Your goal:
Output the data below in full, byte for byte. Nothing may differ.

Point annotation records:
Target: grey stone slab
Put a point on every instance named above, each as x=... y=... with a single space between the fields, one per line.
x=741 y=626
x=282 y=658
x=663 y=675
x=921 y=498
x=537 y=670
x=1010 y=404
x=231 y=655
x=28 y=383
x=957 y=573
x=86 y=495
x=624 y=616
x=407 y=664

Completed task:
Target: grey stone slab
Put a point on every instance named above, each as x=... y=... with a single space between the fields, one per line.
x=741 y=626
x=282 y=658
x=663 y=675
x=921 y=498
x=537 y=670
x=1010 y=404
x=231 y=655
x=28 y=383
x=957 y=573
x=86 y=495
x=624 y=616
x=407 y=664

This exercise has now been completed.